Try it: Return every line of the entries that includes the word "leaf".

▽

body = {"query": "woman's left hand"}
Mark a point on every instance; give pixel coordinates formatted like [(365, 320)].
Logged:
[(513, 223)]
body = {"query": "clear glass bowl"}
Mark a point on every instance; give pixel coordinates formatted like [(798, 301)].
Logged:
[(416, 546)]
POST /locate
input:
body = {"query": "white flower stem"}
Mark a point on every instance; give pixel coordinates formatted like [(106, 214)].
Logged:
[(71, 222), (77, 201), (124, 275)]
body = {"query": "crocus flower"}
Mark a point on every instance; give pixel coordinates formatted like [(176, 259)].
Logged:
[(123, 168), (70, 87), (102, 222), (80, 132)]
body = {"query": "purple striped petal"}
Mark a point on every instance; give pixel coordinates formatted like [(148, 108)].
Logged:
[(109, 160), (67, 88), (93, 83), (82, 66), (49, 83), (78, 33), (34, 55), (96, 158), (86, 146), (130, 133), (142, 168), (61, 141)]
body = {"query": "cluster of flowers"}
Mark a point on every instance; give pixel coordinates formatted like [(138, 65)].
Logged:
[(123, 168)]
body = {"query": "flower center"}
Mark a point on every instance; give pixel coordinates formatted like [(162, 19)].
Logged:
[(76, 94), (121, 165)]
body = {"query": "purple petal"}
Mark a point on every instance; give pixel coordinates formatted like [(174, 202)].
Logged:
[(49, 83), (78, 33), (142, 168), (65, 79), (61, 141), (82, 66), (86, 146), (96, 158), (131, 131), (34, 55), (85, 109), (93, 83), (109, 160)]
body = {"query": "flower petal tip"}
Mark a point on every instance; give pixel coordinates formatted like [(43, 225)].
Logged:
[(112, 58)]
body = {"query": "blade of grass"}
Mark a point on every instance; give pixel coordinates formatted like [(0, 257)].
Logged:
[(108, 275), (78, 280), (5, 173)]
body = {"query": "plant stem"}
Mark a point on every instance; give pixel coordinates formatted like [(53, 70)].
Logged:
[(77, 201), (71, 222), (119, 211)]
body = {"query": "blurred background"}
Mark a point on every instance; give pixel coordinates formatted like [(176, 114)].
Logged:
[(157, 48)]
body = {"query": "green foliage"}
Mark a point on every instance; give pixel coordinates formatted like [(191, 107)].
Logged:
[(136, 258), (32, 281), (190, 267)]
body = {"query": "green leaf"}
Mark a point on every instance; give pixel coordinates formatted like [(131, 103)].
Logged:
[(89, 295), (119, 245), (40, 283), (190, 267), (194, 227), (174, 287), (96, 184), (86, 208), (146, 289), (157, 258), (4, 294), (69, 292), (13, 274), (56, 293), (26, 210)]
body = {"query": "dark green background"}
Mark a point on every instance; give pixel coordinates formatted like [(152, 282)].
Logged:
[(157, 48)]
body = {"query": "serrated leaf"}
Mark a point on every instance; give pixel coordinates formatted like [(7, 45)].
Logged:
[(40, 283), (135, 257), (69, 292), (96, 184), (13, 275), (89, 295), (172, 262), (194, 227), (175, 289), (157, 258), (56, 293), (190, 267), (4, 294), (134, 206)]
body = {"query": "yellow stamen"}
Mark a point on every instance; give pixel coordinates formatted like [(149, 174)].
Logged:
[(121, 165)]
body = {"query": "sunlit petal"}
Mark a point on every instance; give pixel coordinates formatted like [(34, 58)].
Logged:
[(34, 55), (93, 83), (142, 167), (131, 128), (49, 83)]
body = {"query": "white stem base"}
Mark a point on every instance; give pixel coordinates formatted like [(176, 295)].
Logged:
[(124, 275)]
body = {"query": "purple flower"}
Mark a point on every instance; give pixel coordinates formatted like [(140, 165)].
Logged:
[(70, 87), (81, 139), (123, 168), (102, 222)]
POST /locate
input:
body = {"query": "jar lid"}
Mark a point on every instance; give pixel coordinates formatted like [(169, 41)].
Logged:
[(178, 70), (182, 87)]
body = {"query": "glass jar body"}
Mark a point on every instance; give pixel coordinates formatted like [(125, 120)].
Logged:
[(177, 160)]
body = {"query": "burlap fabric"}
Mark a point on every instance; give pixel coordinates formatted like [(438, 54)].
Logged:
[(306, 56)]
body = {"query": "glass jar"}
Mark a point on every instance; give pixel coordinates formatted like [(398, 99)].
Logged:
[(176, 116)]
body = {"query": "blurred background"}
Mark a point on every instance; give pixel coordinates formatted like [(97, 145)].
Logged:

△

Your response:
body = {"query": "green leaf"}
body = {"query": "serrated leaf"}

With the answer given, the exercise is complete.